**BRIEF:**
Can you print the section of the Cassandra monitoring article below, starting at "In this post, I" and ending at "setup is 2.1.14."?

**SELECTED EXTRACT:**
(begin)

Monitoring Apache Cassandra Metrics With Graphite and Grafana

Datetime:2016-08-23 00:43:28          Topic: Cassandra           Share

1. Overview

Despite the fact thatApache Cassandra provides a large number of metrics through the popular Metrics library, it does not, however, provide any out-of-the-package solutions to monitor these metrics. The command-line based nodetool utility can be used to analyze some of the Cassandra internal metrics, but it is by the nature not designed for monitoring purpose. For many users, DataStax OpsCenter becomes the only viable and ready-to-use monitoring solution for them to monitor their Cassandra clusters. The bad news, though, is that starting from OpsCenter v6.0, OpsCenter will be only available to DataStax Enterprise Edition (DSE) users. Open source Cassandra users cannot use this tool any more.

In this post, I will explore an open source Cassandra monitoring solution based on Cassandra pluggable metrics reporting with Graphite and Grafana. The post will start with the high level architecture of this solution, followed by the step-by-step instructions of setting this solution up on a Ubuntu 14.0.4 VM based host. The Cassandra version used in this setup is 2.1.14.

2. Architecture Overview

The diagram below describes a high level, logical view of the proposed solution. The main components of this solution are as follows and I’ll go through each of them with more details in later sections.

(end)

**COLLECTED MATERIAL:**
(begin)

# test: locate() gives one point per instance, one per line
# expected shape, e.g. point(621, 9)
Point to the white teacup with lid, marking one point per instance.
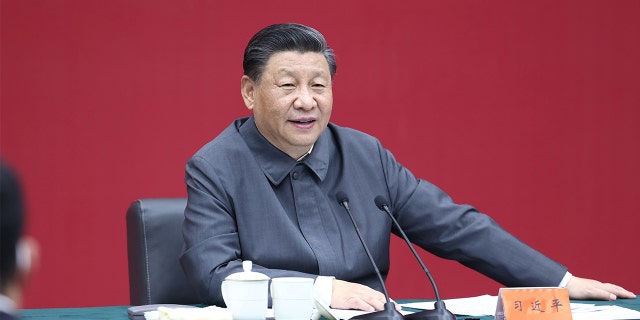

(end)

**RESULT FOR THIS TASK:**
In this post, I will explore an open source Cassandra monitoring solution based on Cassandra pluggable metrics reporting with Graphite and Grafana. The post will start with the high level architecture of this solution, followed by the step-by-step instructions of setting this solution up on a Ubuntu 14.0.4 VM based host. The Cassandra version used in this setup is 2.1.14.